■ **YOUR GOAL**: Report each line of the data that contains the string "patio".

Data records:
↓

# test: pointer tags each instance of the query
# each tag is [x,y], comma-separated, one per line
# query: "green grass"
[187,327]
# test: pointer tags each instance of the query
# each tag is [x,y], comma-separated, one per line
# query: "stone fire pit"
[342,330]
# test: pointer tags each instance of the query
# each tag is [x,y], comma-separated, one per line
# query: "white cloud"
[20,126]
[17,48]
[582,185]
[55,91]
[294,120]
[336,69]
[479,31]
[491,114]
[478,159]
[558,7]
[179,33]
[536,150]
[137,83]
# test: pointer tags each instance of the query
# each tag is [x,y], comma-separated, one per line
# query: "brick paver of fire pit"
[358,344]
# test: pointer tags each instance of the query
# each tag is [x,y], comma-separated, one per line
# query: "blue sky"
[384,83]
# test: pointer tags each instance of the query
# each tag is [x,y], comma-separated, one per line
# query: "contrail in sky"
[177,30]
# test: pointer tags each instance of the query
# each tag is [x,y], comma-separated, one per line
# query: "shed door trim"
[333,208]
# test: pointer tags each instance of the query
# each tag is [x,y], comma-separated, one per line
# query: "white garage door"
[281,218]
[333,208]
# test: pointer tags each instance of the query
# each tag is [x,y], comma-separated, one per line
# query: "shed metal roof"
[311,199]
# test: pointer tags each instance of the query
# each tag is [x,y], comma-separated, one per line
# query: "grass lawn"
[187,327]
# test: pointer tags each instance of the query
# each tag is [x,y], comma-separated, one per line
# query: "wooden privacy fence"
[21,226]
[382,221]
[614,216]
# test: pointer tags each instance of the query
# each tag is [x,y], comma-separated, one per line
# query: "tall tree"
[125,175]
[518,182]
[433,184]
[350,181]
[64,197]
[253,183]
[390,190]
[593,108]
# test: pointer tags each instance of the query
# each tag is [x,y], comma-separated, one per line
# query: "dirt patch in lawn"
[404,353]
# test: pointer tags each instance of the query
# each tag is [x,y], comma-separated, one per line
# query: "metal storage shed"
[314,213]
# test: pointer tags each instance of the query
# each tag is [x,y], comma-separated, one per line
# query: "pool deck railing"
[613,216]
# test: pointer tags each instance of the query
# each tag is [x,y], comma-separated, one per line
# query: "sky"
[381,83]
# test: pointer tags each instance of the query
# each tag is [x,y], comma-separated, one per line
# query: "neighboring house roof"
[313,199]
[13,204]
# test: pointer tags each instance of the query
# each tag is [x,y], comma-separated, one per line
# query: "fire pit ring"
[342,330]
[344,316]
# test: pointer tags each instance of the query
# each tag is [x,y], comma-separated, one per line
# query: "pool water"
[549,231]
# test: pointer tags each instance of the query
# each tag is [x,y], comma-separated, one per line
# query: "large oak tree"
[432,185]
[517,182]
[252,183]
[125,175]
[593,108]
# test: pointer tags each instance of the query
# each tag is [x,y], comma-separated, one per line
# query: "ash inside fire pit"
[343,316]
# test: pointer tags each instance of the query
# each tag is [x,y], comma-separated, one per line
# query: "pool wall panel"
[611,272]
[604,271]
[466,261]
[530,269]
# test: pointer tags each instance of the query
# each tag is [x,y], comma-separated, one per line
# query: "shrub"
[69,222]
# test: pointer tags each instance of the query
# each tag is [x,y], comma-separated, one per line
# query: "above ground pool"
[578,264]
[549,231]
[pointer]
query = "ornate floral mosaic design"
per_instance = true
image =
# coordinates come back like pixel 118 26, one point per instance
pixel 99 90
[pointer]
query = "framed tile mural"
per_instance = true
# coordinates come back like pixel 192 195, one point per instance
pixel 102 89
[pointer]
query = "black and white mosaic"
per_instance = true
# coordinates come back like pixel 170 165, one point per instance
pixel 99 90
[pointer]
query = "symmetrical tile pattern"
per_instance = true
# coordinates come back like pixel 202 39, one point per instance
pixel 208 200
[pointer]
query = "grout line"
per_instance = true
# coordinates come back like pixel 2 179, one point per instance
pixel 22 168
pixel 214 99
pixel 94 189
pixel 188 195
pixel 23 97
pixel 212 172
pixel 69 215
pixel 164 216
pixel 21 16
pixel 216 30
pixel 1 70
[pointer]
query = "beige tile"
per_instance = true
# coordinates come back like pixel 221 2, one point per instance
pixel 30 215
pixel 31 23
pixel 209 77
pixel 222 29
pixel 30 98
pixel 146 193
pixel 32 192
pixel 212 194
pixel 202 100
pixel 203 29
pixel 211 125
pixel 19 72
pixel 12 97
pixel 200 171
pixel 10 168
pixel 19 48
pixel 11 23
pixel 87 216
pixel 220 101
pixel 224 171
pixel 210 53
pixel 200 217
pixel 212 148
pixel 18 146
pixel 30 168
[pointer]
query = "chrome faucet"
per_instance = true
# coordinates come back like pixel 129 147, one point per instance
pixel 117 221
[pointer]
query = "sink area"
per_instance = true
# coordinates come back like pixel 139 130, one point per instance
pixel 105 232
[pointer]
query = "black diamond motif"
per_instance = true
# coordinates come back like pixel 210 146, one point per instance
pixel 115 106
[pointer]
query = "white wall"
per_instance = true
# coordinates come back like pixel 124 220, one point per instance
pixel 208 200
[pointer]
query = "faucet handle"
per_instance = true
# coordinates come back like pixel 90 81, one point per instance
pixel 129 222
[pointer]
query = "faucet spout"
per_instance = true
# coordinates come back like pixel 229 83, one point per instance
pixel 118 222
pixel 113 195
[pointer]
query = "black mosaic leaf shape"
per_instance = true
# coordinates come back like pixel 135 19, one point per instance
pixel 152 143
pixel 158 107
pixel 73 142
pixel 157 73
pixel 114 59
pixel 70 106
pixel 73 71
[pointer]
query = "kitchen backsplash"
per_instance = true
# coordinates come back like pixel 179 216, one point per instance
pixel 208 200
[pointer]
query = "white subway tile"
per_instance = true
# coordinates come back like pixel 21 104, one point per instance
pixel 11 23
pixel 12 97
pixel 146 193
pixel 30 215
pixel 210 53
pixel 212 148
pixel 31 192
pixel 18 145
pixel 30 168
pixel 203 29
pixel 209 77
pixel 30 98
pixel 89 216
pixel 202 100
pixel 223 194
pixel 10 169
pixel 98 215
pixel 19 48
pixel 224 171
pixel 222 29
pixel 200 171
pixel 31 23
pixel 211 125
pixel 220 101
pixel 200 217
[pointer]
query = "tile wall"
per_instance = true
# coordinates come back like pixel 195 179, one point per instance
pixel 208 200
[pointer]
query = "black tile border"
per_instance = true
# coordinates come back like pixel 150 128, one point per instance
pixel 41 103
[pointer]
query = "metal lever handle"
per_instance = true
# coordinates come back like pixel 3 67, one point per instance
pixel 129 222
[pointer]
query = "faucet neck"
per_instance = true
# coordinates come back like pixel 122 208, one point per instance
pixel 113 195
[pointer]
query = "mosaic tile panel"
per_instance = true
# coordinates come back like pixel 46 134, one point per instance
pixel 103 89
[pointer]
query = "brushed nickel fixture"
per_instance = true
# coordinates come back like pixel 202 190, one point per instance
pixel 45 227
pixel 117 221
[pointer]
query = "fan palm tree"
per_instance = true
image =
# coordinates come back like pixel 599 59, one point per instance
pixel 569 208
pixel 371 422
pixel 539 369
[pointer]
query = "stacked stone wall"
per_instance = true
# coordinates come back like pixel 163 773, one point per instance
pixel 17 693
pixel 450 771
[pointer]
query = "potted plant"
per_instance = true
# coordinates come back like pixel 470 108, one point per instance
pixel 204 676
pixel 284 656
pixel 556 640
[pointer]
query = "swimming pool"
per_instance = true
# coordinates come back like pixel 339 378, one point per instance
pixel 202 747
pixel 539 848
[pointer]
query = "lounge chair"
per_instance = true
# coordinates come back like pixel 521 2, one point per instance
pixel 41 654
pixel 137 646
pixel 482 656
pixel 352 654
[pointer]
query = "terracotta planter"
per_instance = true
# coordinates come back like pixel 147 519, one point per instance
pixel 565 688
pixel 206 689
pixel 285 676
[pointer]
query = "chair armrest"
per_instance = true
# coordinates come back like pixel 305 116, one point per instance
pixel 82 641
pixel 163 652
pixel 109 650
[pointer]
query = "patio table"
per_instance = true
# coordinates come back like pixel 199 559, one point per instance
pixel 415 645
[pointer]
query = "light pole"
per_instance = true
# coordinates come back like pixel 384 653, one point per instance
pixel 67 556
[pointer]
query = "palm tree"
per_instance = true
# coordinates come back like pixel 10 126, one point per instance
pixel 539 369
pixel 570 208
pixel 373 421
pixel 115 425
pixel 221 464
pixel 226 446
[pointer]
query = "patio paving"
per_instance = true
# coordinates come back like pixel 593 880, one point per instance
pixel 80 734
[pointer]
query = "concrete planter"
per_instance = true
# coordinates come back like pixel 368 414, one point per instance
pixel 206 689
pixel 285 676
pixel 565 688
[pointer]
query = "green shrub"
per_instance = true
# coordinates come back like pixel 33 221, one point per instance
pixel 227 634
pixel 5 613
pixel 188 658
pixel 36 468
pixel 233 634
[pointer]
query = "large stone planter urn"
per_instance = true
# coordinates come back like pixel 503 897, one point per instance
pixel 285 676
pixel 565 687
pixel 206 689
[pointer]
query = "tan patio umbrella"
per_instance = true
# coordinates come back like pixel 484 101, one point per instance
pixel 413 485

↑

■ **ANSWER TO THIS TASK**:
query = "patio table"
query = "patio paving"
query = "tan patio umbrella"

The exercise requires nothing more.